> TASK REQUIREMENTS: Copy everything from the line containing "Would you point at the black dog" down to the end of the records, word for word. Leave the pictures out of your copy.

> Excerpts from a point labeling dataset:
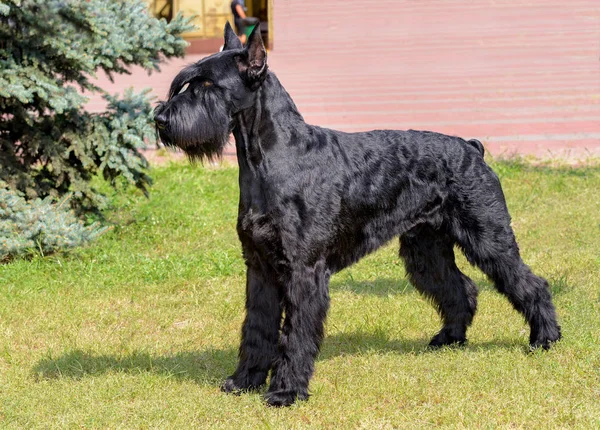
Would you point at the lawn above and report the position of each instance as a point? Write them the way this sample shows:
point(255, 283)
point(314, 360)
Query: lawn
point(139, 329)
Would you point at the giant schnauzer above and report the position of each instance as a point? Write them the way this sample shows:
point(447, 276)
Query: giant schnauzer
point(314, 201)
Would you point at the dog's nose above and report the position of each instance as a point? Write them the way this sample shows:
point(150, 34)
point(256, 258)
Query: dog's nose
point(161, 120)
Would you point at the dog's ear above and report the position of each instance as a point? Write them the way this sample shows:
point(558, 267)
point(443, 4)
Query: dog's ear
point(231, 40)
point(253, 64)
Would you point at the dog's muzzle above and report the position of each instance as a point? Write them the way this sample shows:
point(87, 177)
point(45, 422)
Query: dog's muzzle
point(161, 120)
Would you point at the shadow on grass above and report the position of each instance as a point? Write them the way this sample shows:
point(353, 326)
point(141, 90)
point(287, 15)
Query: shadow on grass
point(212, 366)
point(209, 367)
point(377, 287)
point(383, 287)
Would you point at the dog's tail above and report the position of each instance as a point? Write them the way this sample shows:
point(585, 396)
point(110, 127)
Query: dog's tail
point(477, 145)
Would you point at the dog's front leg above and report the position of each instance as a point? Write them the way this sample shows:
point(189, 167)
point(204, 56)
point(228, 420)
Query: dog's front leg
point(260, 333)
point(306, 301)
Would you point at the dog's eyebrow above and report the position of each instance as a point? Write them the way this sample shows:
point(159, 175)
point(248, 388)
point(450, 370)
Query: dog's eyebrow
point(190, 72)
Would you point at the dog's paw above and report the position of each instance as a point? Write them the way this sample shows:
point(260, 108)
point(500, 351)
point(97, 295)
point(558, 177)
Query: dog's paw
point(443, 338)
point(284, 397)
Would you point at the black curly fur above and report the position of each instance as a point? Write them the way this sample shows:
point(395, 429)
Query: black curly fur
point(314, 201)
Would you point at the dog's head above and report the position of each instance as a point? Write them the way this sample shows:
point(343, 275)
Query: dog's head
point(205, 96)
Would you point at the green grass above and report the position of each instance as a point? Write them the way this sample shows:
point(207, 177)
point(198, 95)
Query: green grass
point(139, 329)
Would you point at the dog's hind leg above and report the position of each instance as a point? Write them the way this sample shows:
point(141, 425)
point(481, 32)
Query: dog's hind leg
point(429, 261)
point(481, 227)
point(260, 333)
point(306, 300)
point(529, 294)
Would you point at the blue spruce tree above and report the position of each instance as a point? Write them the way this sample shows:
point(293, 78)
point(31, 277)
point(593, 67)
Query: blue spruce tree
point(50, 146)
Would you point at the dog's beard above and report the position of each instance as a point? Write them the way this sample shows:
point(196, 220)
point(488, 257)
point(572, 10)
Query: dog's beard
point(200, 132)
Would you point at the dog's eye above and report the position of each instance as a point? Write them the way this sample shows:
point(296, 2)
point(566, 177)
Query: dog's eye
point(182, 90)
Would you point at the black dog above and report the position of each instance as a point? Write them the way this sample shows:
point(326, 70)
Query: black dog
point(314, 201)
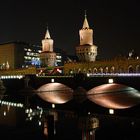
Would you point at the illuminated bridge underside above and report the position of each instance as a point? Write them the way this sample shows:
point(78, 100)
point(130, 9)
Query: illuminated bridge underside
point(56, 93)
point(115, 96)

> SOLVED EXERCISE:
Would you point at the black dog above and report the position of each instance as a point? Write them the way this sample shows:
point(326, 70)
Query: black dog
point(314, 201)
Would you point at the illuminated bridge underside above and report the position of each instance as a point? Write them the way this sample shows:
point(78, 100)
point(130, 9)
Query: illuminated bridge underside
point(56, 93)
point(115, 96)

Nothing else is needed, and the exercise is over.